- Dataset records:
-.-.-

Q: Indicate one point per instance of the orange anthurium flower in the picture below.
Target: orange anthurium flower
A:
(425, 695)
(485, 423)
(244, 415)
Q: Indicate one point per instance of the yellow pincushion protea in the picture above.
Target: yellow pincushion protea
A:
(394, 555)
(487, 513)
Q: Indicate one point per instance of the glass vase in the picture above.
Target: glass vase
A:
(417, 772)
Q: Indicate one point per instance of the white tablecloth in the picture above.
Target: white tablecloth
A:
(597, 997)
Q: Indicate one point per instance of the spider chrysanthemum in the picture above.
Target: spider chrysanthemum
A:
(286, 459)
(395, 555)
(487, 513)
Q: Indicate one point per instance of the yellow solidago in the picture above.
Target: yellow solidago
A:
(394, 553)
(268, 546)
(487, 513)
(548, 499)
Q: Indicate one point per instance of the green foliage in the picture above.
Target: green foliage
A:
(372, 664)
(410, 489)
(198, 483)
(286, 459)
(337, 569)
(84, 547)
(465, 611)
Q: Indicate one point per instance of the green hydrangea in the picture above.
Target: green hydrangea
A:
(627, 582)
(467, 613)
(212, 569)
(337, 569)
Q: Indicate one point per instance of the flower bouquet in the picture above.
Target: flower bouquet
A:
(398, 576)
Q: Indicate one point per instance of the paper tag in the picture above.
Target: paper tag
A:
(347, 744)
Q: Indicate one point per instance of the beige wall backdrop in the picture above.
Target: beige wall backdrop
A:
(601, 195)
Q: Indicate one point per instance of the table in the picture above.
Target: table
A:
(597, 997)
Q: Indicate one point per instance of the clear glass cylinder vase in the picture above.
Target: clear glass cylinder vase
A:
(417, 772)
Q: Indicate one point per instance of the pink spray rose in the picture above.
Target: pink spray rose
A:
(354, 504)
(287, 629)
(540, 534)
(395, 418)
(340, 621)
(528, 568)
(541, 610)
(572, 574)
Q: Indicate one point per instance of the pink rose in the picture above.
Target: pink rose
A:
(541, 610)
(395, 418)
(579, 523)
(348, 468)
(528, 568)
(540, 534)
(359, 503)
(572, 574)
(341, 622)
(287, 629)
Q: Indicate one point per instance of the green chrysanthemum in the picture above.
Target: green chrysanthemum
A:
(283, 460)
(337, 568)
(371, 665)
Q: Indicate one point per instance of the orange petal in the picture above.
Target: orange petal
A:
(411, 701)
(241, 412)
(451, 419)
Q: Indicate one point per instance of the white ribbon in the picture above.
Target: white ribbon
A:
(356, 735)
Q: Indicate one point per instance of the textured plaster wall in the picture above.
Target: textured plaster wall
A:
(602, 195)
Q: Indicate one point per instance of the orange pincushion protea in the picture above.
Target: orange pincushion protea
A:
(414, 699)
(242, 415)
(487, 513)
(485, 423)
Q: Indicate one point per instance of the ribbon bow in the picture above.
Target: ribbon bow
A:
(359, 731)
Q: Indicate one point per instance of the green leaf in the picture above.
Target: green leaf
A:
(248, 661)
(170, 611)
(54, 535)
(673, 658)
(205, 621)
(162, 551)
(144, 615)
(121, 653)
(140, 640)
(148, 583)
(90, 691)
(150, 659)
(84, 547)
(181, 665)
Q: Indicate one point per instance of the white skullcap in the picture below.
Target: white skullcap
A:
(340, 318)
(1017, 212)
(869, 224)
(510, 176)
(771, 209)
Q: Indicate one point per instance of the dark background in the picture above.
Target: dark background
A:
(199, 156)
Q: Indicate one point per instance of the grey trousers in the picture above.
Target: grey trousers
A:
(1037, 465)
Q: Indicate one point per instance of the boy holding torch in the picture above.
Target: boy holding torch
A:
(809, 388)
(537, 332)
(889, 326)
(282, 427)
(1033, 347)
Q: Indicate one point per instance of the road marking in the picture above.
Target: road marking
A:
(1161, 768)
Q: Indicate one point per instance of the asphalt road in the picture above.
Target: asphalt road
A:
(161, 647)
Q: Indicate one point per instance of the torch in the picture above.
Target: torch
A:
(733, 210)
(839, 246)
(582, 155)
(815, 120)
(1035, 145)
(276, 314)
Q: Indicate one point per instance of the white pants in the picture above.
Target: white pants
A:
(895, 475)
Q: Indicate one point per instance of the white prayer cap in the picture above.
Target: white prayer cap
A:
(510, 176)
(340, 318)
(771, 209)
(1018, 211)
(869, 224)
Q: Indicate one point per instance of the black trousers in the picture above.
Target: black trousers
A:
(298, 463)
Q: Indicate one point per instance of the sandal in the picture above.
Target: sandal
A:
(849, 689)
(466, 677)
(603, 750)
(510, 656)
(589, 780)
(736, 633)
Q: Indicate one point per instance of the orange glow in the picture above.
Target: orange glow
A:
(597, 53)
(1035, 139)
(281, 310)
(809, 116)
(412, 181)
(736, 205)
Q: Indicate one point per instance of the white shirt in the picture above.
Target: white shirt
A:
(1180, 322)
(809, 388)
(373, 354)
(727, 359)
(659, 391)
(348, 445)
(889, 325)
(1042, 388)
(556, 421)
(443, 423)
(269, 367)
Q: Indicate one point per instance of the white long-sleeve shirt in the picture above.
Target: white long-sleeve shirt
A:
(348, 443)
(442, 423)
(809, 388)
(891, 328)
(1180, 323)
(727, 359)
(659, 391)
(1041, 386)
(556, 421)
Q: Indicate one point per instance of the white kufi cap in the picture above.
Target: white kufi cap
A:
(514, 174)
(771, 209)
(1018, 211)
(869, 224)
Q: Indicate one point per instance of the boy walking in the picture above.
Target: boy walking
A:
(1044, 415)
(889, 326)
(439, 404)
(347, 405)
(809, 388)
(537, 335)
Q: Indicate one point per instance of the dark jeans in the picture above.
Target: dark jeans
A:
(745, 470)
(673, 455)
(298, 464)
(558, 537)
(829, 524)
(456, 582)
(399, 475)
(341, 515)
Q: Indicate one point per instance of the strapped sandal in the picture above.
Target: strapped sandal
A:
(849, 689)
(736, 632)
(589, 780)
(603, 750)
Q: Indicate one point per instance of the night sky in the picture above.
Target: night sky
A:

-.-.-

- What this task involves:
Count how many lines of the records hold the string "solidago"; the answer is that number alone.

- Result below:
2